## Texte fourni:

^^^^^^^^^^^^^^^^

Notre lien quotidien

Le besoin d’une spiritualité de la terre

Tous droits de reproduction,d’adaptation et de traductionréservés pour tout pays.

© 2023 Groupe ElidiaÉditions Nouvelle Cité10 rue Mercœur – 75011 Paris

www.nouvellecite.fr

ISBN : 978-2-375-82334-7EAN Epub: 9782375825495

« J’ai toujours ressenti la perte de quelque choseD’aussi loin que je puisse me souvenirJ’ étais Dépossédée – de quoi, je ne savais1. »

Emily Dickinson

1. Emily Dickinson, Poésies complètes, Flammarion, 2020, poème 1072.

Choisir sa vie

J’habite une petite maison de village, à Dieulefit. Ce lieu de vie, d’à peine quelques mètres de large, donne d’un côté sur la rue et de l’autre sur un minuscule jardin bordé de murs, comme un jardin de chartreux. La maison était en vente depuis deux ans et personne ne semblait vouloir l’acheter : elle avait des papiers peints vert pâle et des linos orangés aux motifs de parquet. Quand j’ai commencé à rénover cette habitation, j’ai découvert des journaux datant des années soixante, étalés entre le lino et le plancher en sapin. Pendant plusieurs semaines, j’ai poncé les sols, gratté les murs, et mis en valeur ce qui était déjà là, recouvert par les époques et les matériaux successifs.

^^^^^^^^^^^^^^^^

## Contenu des données:

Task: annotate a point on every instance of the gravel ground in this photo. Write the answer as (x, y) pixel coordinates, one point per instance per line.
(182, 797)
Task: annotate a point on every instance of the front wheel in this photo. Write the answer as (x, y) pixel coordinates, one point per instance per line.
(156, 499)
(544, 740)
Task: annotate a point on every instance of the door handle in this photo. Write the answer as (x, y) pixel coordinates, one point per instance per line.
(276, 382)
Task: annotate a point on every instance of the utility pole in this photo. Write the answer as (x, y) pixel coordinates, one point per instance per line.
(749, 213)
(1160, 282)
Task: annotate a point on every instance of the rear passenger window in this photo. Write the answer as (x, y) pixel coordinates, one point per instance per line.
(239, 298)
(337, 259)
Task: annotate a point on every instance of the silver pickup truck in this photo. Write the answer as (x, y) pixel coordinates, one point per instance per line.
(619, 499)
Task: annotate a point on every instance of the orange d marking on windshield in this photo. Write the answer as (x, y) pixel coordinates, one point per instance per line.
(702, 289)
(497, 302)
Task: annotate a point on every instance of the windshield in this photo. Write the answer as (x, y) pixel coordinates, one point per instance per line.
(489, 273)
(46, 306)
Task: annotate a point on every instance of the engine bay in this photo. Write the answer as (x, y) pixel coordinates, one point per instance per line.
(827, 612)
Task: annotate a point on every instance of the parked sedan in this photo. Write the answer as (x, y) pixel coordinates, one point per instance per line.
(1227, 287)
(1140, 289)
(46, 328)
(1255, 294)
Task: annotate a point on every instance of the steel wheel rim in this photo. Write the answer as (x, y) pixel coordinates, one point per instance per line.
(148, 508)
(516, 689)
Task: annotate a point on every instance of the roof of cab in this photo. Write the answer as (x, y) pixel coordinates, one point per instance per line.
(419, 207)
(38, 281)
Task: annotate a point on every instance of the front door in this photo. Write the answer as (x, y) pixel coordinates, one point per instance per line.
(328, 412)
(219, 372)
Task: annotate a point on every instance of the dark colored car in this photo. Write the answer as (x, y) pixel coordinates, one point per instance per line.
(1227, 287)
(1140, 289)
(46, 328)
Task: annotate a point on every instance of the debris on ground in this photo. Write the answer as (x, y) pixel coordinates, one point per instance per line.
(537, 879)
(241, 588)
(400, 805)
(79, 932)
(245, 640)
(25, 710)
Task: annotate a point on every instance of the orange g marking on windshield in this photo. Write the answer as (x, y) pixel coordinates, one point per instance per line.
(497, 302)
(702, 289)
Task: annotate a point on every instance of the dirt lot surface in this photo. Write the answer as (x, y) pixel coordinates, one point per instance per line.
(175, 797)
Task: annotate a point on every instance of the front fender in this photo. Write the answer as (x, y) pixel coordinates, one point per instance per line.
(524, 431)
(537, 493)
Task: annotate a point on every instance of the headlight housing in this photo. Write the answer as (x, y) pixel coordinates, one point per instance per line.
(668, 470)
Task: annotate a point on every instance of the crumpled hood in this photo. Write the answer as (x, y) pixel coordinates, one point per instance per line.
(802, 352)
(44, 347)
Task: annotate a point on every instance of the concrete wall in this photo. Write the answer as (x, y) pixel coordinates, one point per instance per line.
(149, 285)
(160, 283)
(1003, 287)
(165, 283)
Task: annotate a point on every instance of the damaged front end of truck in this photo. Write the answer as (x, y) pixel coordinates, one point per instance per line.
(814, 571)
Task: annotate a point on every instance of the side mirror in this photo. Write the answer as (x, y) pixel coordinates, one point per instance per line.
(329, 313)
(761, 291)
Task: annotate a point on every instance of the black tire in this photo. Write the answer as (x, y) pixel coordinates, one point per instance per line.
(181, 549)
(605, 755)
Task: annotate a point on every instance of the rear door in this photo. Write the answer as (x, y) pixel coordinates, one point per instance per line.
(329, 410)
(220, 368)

^^^^^^^^^^^^^^^^

## Objectif de la tâche:
D'après le texte fourni, qu'est-ce qui a été trouvé entre le lino et le plancher en sapin pendant la rénovation de la maison ? Les items n'ont aucun rôle à jouer ici.

## Réponse rédigée:
Des journaux datant des années soixante.